• [YOUR OBJECTIVE]: Summarize the forum thread about Dior Addict in two sentences.

# Dior Addict



## User67 (Mar 3, 2007)

I have been hunting for a new fragrance for the past few weeks & so far hadn't found anything that I really liked. Most fragrances give me a headache, so I have a very small collection of perfume & I was just itching to try something new. So I *test drove* Addict for the day yesterday & I couldn't stop sniffing my wrist! It has to be one of the most sexy & seductive fragrances I have ever smelled! Another great thing is that it's very strong & the staying power is amazing! So a little will go a long way & I'm sure 1 bottle will last me ages! And as potnent as this one is, no headache what so ever! I'm also a huge vanilla fan & love that the vanilla note is not *foody* smelling. I could just go on & on about about how much I adore it! Does anyone else love this? Do you get tons of compliments when you wear it? My b-day is on Monday & I told my Husband I definitley want a bottle of that as a one of my gifts. I can't wait!


----------



## vickih (Mar 17, 2007)

I have this one and it is my absolute favourite.  I have gotten so many compliments and mostly from men.. so that must be a good sign!

and yes it definitely lasts forever.


----------



## MarniMac (Mar 25, 2007)

I have a bottle of this too...its lovely
	

	
	
		
		

		
			





 It lasts a long time too!


----------



## alaylam (Apr 8, 2007)

A friend of mine wears this and everytime we go out I'm always like... holy crap you smell amazing! 
	

	
	
		
		

		
		
	


	




I really want to get a bottle but haven't been able to fork out the cash for it yet. But I definitely will when I can!


----------



## user79 (Apr 14, 2007)

This is the only perfume from Dior I like. It smells sexy, but in a very womanly grown up way.


----------



## spectrolite (Apr 21, 2007)

This is my favorite scent! It's mysterious and wonderful. It's one of those scents that makes me feel sexy and confident and MEOW!! Addict eau fraiche is also very nice but very different. It has a very distinct floral fragrance that really reminds me of violets and honeysuckle. I have that one too hehe! <3 Dior perfume


----------



## roLLerGrrL (Mar 3, 2010)

Dior Addict is definitely amazing.


----------



## dreamer246 (Apr 4, 2010)

I have mixed feelings about Dior Addict. I love Dior's Poison range of perfumes though.


----------

• [DATA EXCERPTS]:
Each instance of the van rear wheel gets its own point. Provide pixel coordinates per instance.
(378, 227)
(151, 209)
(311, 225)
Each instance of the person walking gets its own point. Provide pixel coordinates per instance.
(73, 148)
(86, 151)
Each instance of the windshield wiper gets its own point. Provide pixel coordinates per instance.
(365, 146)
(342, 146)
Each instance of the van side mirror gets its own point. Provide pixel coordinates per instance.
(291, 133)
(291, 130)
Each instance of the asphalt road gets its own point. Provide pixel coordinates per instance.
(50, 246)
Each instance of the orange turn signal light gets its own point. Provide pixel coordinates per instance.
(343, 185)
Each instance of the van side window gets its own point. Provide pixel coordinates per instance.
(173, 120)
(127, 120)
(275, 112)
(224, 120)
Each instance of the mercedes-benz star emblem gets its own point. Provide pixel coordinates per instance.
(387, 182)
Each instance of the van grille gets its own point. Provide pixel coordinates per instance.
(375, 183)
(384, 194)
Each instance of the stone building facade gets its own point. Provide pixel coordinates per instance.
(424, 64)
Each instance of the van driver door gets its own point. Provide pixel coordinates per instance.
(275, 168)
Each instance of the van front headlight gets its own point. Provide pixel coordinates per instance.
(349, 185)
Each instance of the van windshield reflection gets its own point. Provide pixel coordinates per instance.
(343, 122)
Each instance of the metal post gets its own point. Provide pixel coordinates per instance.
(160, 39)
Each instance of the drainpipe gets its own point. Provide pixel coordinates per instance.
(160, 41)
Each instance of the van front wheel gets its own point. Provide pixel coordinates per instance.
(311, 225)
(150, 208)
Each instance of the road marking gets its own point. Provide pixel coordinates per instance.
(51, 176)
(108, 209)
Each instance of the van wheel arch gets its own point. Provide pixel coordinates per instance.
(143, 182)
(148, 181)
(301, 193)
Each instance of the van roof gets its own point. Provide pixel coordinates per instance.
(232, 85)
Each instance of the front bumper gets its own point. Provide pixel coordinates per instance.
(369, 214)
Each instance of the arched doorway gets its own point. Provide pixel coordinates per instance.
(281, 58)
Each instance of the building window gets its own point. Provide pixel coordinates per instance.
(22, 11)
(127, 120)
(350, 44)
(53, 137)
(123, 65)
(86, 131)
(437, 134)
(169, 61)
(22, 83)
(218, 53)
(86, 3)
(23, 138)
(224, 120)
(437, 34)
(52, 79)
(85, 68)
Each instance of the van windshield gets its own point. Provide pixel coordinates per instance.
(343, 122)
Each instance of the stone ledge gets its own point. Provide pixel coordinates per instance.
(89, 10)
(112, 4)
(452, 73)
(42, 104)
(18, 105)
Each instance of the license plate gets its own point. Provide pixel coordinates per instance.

• [OUTPUT]: After a day of testing Dior Addict, the first poster praises its seductive scent, its strength and long staying power, its non-foody vanilla note, and the absence of any headache, and says she has asked her husband for a bottle for her birthday. Most of the replies agree, calling it a favorite that lasts a long time and draws compliments, though one member has mixed feelings about it and prefers Dior's Poison range.